---------- Exercise passage
Evaluation of cytotoxicity following incubation with PEI and VIPER polyplexes. (A) Evaluation of cellular viability by MTT assay of H1299/GFP cells incubated with PEI and VIPER with different N/P ratios: 6, 10 and 15. Positive controls consisted of cells treated with 20% DMSO. Data points indicate mean ± SD (n = 3). One-Way ANOVA, ns = not significant. (B) Assessment of membrane integrity by measuring lactate dehydrogenase release of cells incubate with PEI and VIPER polyplexes at different N/P ratios: 6, 10, 15. Cells treated with lysis buffer correspond to 100% LDH release. Data points indicate mean ± SD (n = 3). One-Way ANOVA, ns = not significant.

Fig. 4

Evaluation of AF647-siRNA/VIPER polyplexes delivery to Calu-3 cells grown at the air-liquid interface. (A) Schematic of the air-liquid interface culture model. Figure created with BioRender.com (B,C) Mucus penetration of AF647-siRNA/VIPER polyplexes in Calu-3 monolayers 24 h after transfection. (B) XY and XZ viewing direction. (C) 3D reconstruction. Red color represents AF647.siRNA, green color to the mucus layer stained with AF488-labelel wheat germ agglutinin. (D,E) Cell uptake of AF647-siRNA/VIPER polyplexes 24 h after transfection analyzed by confocal light scanning microscopy. (D) XY and XZ viewing direction. (E) 3D reconstruction. Red color corresponds to AF647-siRNA, green color to actin stained with rhodamine phalloidin and blue color corresponds to nuclei stained with DAPI. (F) GAPDH gene knockdown efficiency PEI and VIPER polyplexes in Calu-3 monolayers grown under ALI conditions 24 h after transfection with siGAPDH and scrambled siRNA as negative control. Blank samples consisted of Calu-3 monolayers treated with 5% glucose only. Positive controls consisted of Lipofectaamine2000 lipoplexes with siGAPDH. GAPDH expression was normalized with β-actin expression and quantified via qRT-PCR. Data points indicate mean ± SEM (n = 3). One-Way ANOVA, *p < 0.05, **p < 0.01. (For interpretation of the references to color in this figure legend, the reader is referred to the web version of this article.)
--------------------
◆ **Exercise goal**
Write the next part of the figure legends on VIPER and PEI siRNA polyplexes, starting right after their last sentence.
---------- Stored data
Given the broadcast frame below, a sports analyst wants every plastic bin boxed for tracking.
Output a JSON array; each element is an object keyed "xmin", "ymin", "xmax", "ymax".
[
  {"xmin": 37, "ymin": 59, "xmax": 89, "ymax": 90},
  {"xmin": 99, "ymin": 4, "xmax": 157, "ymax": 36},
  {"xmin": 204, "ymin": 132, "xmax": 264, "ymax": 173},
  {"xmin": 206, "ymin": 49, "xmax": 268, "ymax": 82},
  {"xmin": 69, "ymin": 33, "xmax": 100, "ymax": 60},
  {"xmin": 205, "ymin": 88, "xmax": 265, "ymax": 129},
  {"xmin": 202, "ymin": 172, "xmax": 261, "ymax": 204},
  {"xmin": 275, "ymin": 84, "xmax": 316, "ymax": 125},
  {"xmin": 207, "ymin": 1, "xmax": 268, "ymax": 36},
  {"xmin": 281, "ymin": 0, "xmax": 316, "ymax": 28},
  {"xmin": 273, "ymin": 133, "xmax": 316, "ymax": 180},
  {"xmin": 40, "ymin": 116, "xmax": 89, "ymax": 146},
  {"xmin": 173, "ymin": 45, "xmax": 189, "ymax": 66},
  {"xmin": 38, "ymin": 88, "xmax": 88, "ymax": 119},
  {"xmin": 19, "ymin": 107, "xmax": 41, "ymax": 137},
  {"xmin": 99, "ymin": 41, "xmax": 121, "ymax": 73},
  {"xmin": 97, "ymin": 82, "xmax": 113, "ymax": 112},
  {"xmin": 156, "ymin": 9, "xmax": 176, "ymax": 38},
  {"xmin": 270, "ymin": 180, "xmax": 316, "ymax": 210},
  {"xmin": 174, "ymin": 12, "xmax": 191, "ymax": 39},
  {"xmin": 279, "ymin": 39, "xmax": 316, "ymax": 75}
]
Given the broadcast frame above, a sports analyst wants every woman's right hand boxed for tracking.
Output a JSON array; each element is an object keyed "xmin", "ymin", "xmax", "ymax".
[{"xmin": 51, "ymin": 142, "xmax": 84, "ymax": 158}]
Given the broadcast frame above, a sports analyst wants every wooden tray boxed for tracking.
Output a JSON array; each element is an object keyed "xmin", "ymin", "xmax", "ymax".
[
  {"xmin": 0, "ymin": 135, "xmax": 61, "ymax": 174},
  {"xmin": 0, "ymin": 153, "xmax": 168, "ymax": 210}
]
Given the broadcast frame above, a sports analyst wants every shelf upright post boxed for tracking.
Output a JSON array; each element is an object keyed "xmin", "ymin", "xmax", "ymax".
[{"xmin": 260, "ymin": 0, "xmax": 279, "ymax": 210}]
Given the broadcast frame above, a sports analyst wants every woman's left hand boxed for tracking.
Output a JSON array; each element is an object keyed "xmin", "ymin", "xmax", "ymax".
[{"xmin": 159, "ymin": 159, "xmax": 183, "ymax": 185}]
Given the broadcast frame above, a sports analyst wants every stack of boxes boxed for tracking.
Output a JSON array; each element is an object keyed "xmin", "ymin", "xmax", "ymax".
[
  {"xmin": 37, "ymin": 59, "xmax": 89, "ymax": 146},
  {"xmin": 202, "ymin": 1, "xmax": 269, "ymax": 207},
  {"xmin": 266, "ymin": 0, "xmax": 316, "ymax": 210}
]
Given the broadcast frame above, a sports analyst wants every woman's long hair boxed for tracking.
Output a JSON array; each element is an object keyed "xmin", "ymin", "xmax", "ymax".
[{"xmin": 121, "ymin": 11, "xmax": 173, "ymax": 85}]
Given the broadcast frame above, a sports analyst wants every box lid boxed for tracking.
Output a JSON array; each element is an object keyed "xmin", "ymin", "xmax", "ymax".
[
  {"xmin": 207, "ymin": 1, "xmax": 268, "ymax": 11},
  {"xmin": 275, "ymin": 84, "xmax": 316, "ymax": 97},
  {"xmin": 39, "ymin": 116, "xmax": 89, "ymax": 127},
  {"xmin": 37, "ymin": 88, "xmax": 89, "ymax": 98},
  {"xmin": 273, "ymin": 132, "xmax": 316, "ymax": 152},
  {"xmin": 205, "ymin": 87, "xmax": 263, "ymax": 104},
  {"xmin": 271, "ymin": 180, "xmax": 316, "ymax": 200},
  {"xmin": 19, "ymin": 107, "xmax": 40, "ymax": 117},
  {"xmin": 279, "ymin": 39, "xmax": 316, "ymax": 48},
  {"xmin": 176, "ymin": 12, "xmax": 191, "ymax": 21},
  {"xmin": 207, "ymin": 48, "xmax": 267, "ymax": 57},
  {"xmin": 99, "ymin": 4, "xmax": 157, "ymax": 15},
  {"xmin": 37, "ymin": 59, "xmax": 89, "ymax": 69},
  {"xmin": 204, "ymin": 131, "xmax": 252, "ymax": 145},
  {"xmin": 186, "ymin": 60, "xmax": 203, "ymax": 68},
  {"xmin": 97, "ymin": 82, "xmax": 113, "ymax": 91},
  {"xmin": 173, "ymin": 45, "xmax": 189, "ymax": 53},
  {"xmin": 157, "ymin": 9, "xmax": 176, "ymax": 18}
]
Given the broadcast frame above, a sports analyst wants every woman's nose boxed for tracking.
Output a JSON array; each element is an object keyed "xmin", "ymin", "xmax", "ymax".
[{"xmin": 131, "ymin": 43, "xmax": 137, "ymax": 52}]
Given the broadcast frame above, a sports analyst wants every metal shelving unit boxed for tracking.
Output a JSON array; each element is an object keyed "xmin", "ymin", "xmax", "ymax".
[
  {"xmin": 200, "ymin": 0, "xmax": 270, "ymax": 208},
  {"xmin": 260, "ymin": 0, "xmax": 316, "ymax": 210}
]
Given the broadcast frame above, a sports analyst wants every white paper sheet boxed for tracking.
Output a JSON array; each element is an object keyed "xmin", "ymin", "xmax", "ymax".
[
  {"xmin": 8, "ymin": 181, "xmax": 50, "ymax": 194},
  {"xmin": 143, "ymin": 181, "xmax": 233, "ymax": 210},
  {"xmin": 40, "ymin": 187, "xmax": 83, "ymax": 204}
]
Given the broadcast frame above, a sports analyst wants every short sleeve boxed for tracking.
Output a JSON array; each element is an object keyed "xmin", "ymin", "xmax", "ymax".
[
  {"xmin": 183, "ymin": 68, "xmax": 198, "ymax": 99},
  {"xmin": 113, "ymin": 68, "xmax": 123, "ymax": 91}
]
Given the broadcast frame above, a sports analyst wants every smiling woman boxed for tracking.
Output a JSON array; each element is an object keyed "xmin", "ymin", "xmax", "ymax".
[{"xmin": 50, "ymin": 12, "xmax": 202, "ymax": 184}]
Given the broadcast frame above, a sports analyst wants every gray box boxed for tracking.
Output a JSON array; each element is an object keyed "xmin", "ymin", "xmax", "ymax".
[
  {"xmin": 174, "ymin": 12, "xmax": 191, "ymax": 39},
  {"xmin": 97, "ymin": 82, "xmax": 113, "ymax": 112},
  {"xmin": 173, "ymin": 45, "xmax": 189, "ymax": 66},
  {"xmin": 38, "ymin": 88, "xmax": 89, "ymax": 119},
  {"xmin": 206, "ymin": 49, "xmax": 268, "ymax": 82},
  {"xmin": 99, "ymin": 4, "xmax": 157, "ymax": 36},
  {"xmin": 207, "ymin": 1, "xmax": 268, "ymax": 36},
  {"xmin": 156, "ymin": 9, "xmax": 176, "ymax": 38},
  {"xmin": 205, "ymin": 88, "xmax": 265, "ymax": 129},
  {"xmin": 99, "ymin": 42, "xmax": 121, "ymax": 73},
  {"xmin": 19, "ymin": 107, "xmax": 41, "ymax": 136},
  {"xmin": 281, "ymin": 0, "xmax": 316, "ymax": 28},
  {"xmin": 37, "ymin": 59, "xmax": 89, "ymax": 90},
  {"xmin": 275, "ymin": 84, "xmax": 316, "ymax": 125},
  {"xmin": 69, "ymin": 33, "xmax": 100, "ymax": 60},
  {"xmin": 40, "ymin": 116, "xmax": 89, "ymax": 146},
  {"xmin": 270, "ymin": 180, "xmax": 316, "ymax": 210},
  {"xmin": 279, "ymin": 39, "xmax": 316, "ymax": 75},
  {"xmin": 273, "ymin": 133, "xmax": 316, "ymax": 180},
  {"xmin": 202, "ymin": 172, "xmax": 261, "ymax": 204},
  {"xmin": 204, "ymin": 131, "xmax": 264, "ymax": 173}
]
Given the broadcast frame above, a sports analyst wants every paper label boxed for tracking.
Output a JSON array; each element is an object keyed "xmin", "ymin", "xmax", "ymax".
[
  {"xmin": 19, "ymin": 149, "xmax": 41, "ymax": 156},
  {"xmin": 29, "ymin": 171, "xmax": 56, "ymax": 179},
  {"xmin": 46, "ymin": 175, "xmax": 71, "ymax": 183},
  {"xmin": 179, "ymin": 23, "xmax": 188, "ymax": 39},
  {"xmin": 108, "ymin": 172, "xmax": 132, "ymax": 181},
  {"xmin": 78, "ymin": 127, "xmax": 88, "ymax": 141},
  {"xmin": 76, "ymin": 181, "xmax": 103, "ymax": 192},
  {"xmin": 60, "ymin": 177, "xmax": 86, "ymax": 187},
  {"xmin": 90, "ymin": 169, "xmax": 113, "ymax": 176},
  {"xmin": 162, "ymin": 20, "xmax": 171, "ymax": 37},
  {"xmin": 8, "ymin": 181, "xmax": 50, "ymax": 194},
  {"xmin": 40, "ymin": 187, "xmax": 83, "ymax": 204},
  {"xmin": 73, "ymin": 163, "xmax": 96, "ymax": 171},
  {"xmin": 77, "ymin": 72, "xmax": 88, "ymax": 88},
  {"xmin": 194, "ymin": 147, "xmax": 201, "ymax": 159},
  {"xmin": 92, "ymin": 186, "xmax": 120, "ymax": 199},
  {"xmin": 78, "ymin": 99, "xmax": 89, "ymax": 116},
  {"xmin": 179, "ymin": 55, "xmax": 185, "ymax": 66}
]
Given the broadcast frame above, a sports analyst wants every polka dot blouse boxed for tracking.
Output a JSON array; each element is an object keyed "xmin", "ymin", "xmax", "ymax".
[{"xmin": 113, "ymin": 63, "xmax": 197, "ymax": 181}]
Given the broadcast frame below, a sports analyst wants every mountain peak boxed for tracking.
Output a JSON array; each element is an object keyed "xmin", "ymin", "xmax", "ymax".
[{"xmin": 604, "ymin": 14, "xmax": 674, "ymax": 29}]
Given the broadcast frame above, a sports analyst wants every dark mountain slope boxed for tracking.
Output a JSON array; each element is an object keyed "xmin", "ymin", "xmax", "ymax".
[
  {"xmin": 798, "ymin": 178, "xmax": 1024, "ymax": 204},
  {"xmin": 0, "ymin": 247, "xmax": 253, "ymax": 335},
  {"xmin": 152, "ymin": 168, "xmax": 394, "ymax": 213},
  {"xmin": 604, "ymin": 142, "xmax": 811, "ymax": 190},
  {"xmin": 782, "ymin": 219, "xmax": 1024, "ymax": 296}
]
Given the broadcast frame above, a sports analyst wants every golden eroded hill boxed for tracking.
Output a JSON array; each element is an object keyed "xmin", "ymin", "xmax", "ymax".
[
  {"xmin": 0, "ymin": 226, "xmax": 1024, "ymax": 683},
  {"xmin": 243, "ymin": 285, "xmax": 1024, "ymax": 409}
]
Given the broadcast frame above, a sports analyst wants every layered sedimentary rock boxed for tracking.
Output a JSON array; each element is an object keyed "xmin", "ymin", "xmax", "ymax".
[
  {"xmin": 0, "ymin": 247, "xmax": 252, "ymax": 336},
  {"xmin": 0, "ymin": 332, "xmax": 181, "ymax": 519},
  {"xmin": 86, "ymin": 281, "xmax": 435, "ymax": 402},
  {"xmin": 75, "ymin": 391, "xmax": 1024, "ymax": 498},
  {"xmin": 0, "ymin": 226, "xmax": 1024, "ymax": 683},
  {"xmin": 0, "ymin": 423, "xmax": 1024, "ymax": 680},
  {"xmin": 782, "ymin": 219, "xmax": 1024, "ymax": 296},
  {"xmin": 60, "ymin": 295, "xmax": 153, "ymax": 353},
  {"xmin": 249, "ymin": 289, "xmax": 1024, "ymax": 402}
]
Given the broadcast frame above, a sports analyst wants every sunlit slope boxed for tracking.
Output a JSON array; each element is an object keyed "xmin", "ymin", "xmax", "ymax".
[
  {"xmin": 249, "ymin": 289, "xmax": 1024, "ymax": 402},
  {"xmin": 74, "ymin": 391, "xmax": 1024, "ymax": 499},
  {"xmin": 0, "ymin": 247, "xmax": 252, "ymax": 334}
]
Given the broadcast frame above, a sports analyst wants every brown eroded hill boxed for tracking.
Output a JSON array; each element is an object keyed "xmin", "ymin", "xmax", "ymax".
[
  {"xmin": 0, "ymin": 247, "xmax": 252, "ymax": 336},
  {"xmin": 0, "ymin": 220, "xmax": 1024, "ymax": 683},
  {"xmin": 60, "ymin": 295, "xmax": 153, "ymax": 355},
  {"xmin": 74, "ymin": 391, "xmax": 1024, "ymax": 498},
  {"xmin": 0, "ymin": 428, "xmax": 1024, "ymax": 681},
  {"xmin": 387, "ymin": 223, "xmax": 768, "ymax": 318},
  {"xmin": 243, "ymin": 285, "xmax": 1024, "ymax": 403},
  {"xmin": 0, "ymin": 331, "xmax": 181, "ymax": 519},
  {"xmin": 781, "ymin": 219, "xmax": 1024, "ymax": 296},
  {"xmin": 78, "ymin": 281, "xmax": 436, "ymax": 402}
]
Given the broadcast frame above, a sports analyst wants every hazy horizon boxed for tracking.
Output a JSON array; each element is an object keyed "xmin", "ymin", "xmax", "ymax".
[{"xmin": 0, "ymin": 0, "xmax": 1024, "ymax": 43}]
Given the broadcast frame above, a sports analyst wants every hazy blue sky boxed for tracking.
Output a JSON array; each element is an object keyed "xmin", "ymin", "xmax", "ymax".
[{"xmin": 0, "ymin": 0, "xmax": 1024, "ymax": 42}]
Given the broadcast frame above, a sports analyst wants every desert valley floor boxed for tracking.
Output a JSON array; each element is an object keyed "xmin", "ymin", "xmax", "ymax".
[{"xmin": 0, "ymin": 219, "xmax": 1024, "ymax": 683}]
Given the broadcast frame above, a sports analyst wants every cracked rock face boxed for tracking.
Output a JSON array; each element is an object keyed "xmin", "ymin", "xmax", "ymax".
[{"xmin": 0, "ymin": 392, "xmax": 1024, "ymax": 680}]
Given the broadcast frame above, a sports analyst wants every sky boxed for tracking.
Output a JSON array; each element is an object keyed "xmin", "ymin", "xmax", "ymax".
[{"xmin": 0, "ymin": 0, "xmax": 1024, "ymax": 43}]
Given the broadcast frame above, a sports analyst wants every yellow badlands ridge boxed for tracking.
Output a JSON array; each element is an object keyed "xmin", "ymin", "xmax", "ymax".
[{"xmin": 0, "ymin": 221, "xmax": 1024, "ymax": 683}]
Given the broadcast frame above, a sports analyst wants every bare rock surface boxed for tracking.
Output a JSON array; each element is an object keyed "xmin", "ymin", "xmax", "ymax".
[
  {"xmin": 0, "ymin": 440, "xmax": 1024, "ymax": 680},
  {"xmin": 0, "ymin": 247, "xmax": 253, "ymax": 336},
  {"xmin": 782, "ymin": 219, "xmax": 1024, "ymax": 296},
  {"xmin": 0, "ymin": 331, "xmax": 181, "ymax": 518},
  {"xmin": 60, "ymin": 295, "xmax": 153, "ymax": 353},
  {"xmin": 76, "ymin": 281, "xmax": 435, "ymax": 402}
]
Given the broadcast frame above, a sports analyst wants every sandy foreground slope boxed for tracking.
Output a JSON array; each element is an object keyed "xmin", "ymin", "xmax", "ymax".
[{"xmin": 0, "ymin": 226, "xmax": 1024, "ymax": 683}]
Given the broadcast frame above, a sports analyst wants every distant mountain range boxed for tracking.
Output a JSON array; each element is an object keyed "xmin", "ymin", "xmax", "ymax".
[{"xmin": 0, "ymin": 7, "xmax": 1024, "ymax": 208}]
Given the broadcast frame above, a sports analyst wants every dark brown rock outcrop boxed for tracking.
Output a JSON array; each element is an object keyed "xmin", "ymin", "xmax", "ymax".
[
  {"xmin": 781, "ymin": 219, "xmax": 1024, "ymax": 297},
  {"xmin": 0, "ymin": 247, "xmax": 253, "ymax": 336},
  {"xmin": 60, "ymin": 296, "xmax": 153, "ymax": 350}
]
--------------------
◆ **Task answer**
Fig. 5

Evaluation of siORF/VIPER polyplexes activity against wild-type SARS-CoV-2 infection in Calu-3 cells grown at the air-liquid interface. (A, B) The expression of ACE-2 receptor on the apical side of Calu-3 cells was confirmed by preparing sections of Calu-3 monolayers. Pink color represents AF944 staining of ACE-2 receptor, blue color represents nuclei staining with DAPI. (C) SARS-CoV-2 downregulation in Calu-3 monolayers after treatment with SARS-CoV-2 specific siRNAs O1 and O3/VIPER polyplexes and siLuc/VIPER polyplexes as negative control. Calu-3 cells were infected with wild type SARS-CoV-2 (MOI 0.1) 6 h after transfection with polyplexes. Data points indicate mean ± SEM (n = 3). Statistical significance was calculated using One-way Anova with Dunnett's multiple comparisons correction. (For interpretation of the references to color in this figure legend, the reader is referred to the web version of this article.)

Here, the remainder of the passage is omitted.